> EXTRACT TO READ:
• • • • •

Cyprus traditional food: the essential guide to Cypriot cuisine

What is traditional Cypriot food?

Traditional Cypriot cuisine is a meze culture — many small dishes served progressively. Key dishes include halloumi (grilled cheese), souvla (large rotisserie meat), kleftiko (slow-cooked lamb), koupepia (stuffed vine leaves), louvia (black-eyed bean stew), and trahanas (fermented grain soup). It draws from Greek, Middle Eastern, and Ottoman traditions.

A cuisine that reflects a crossroads

Cypriot food is an honest expression of the island’s geography and history. Positioned between the Arab world, Greece, and the Near East, Cyprus has absorbed influences from every direction while maintaining a culinary identity that is distinctively its own. The food is not sophisticated in the French sense — it is hearty, generous, seasonally grounded, and built around the rhythms of agricultural life in a Mediterranean climate.

The defining experience is the meze — not a single dish but a format, a way of eating that structures sociality around food. A proper Cypriot meze is not the mezedes platter of a tourist restaurant; it is a progression of 20 to 30 dishes that unfolds over 90 minutes to two hours, moving from cold starters through hot small dishes to grilled meats and finishing with desserts and spirits. It is a meal designed for conversation, for groups, for occasions that matter.

The essential dishes

Halloumi

Halloumi (hellim in Turkish Cypriot) is the dish that has made Cyprus internationally known — a semi-hard cheese made from a mixture of sheep’s and goat’s milk (and in mass-produced versions, sometimes cow’s milk), brined, and with a distinctive squeaky texture and high melting point that makes it ideal for grilling and frying. Protected Designation of Origin (PDO) status was granted by the EU in 2021, requiring that halloumi sold under the name be produced in Cyprus.

The traditional preparation is grilling on a hot griddle until the outside caramelises and the interior softens without melting. Served with a squeeze of lemon and a sprig of fresh mint. In Cypriot meze, halloumi appears in at least two forms: as a cold starter slice and as a hot grilled course.

Quality varies enormously between the mass-produced supermarket halloumi (acceptable but bland) and the artisan versions made in Troodos villages from free-range animals and traditional recipes. If you have the opportunity to buy directly from a village producer or a traditional market, do so. See our halloumi guide for the full story.

Souvla

Souvla is the serious version of souvlaki — a whole leg or shoulder of pork, lamb, or chicken cooked slowly on a large rotisserie (also called souvla) over wood charcoal until the outside is caramelised and the interior is falling-apart tender. The cooking takes 2–4 hours and is an occasion — souvla is weekend food, party food, Easter food. The meat is carved directly from the spit and served with bread, salad, and whatever wine is available.

• • • • •

> RECORD SET:
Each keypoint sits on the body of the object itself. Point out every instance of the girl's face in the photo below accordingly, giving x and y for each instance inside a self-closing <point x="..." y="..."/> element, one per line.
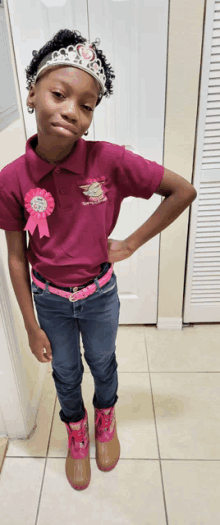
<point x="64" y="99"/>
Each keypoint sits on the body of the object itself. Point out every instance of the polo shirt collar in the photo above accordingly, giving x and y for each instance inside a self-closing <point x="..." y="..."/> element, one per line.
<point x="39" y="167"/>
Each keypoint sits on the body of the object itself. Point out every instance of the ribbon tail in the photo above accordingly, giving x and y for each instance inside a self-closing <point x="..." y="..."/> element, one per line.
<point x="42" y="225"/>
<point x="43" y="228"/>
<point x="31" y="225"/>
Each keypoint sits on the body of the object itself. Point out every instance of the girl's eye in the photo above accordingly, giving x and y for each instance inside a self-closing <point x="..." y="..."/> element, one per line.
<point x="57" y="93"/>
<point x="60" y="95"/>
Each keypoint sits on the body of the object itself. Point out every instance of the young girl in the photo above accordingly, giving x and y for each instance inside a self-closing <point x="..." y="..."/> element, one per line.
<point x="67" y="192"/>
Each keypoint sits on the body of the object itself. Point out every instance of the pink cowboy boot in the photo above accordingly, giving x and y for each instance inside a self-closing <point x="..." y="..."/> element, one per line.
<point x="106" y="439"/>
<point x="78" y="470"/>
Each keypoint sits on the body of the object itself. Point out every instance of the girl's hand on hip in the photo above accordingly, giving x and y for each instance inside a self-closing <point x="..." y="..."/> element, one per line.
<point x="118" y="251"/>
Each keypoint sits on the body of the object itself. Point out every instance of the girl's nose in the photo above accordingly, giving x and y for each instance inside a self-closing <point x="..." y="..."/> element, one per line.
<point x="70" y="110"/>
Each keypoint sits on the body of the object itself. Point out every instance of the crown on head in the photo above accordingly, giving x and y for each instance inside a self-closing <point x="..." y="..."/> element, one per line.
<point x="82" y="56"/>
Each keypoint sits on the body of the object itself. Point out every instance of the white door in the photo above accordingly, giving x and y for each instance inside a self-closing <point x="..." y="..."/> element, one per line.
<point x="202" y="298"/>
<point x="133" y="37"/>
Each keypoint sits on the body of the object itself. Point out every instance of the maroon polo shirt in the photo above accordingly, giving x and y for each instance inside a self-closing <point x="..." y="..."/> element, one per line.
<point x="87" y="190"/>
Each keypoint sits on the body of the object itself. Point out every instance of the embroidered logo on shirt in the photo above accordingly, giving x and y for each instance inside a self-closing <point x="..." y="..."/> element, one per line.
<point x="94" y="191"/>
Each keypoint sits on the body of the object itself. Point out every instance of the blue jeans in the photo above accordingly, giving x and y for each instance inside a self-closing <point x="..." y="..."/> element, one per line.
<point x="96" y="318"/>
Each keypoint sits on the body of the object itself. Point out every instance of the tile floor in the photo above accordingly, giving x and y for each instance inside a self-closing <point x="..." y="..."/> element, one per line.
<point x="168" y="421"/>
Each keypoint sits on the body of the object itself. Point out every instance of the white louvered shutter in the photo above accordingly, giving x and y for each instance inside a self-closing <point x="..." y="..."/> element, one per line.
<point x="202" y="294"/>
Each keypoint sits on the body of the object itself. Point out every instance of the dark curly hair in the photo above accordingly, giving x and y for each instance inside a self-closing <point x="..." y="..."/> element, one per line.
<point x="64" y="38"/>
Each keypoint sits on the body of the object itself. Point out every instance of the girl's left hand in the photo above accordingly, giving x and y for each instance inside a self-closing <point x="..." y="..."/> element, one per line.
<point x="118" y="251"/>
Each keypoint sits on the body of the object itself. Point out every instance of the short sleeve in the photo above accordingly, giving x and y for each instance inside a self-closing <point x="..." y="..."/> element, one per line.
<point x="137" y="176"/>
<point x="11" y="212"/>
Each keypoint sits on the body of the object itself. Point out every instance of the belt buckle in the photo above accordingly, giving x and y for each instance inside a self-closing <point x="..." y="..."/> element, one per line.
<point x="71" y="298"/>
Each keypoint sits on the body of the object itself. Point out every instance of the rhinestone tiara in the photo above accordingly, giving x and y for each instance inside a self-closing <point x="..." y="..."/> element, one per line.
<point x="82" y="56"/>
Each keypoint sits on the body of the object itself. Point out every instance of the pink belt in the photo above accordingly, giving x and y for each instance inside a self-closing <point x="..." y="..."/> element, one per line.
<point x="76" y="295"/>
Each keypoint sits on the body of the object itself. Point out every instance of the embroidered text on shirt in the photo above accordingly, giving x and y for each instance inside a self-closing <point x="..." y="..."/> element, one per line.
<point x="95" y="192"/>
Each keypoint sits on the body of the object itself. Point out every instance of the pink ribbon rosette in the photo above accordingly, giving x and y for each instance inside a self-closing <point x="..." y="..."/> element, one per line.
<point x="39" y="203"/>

• • • • •

> WHAT YOU WILL DO:
• 1. According to the guide to Cypriot food, why is halloumi well suited to grilling and frying? Answer in one to three sentences.
• 2. Write the next part of the guide to Cypriot food, beginning after its final sentence about how souvla is carved and served.
The records were taken from a separate source.

> RESULTS OF THE EXERCISE:
• 1. Halloumi has a distinctive squeaky texture and a high melting point, and the guide states that these make it ideal for grilling and frying. On a hot griddle the outside caramelizes and the interior softens without melting.

• 2.
Every Cypriot family with an outdoor space has a souvla grill. Tasting proper souvla at a village taverna or a local family’s garden is a more authentic experience of Cypriot food culture than any restaurant meze.

Kleftiko

Kleftiko is a preparation method as much as a dish: lamb (shoulder or leg) marinated with lemon, garlic, and herbs, then wrapped in greaseproof paper and slow-cooked in a sealed clay oven (traditionally) or a standard oven at low heat for 3–4 hours. The result is meat that falls off the bone into threads, completely infused with the citrus and herb marinade. The name means “robber’s food” — a reference to the klephtes, mountain bandits who cooked meat sealed in clay pots buried in the earth, both to slow-cook it and to avoid revealing their location through smoke.

Kleftiko is a standard fixture on the meze menu and is available as a main course in most traditional tavernas.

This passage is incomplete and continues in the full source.